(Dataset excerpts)
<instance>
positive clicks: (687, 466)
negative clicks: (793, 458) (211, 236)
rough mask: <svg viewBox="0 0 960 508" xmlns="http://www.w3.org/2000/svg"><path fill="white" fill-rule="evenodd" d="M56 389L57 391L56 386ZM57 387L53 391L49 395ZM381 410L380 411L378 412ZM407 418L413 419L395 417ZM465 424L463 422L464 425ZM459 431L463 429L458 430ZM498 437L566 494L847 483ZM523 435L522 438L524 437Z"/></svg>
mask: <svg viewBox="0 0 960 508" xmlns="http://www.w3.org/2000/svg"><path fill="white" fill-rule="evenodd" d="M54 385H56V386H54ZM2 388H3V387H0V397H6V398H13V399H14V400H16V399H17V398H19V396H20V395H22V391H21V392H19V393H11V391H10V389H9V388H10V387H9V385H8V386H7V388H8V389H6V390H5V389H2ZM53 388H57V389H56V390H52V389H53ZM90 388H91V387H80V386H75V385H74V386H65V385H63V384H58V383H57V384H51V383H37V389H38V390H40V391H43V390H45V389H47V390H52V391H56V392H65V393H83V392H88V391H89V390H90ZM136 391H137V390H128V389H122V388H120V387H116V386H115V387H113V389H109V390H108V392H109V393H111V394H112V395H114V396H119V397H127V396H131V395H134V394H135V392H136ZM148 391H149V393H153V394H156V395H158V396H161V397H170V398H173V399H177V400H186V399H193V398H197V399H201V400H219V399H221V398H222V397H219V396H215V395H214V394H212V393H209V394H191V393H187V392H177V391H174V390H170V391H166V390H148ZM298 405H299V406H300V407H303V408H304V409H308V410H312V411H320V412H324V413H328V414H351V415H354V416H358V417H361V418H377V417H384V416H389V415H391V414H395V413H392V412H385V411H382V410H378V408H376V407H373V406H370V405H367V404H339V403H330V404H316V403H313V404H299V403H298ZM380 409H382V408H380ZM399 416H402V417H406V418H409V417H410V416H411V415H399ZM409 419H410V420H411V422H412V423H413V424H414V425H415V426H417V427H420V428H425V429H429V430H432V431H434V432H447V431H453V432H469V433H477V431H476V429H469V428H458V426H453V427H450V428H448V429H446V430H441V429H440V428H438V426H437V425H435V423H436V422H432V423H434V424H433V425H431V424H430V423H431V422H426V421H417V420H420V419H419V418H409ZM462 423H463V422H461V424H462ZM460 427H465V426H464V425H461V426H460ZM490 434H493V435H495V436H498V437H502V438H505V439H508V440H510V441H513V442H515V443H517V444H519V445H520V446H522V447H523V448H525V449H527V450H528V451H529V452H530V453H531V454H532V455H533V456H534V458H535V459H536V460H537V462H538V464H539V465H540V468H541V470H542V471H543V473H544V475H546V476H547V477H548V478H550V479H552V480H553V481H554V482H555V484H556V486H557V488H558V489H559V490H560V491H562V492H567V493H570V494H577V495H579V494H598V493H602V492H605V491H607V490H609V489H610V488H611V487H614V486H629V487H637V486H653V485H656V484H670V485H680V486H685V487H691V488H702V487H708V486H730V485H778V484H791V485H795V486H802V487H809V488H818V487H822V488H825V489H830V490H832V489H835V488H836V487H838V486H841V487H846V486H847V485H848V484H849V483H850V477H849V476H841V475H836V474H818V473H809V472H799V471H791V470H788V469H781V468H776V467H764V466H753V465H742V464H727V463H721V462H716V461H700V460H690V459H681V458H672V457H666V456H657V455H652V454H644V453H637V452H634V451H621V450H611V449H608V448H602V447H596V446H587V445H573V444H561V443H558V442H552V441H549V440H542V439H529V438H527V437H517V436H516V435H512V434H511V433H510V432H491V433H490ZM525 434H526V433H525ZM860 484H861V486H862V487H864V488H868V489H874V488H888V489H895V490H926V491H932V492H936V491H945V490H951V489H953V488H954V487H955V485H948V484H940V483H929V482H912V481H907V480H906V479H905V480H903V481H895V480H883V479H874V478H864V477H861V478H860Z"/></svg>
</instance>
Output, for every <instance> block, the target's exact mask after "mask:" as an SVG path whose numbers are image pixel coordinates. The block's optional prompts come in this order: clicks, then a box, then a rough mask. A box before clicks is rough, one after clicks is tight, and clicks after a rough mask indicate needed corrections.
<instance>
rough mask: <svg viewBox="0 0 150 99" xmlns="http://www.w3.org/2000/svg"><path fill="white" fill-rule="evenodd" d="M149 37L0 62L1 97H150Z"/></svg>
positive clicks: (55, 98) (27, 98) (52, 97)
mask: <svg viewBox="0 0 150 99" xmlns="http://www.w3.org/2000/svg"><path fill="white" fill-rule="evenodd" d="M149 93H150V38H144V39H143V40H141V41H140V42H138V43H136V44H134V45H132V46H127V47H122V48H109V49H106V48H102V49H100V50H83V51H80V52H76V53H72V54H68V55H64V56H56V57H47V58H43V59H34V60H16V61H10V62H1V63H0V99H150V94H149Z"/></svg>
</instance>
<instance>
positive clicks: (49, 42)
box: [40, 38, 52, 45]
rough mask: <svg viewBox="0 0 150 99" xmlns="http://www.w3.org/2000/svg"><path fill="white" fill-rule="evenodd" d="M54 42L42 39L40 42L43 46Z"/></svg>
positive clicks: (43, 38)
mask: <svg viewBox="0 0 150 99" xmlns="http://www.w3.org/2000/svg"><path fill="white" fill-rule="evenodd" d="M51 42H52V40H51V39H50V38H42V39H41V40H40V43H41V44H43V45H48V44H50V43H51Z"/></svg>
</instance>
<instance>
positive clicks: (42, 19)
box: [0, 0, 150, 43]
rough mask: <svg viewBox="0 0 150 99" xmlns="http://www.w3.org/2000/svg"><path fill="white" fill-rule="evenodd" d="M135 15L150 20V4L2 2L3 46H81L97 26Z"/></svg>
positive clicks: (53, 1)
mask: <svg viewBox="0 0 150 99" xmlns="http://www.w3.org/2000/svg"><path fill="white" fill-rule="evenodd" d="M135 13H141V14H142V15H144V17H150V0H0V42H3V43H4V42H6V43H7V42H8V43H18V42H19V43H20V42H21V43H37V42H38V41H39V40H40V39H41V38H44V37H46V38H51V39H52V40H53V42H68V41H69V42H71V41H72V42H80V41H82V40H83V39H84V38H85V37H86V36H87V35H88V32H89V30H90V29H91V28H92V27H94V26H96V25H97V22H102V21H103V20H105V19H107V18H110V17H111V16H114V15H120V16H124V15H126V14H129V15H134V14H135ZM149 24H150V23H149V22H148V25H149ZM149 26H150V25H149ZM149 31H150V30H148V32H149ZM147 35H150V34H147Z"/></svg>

## TASK TO COMPLETE
Copy out the entries exactly. Begin at the first line and end with the line that has "negative clicks: (793, 458) (211, 236)".

## RESULT BELOW
<instance>
positive clicks: (687, 466)
negative clicks: (793, 458) (211, 236)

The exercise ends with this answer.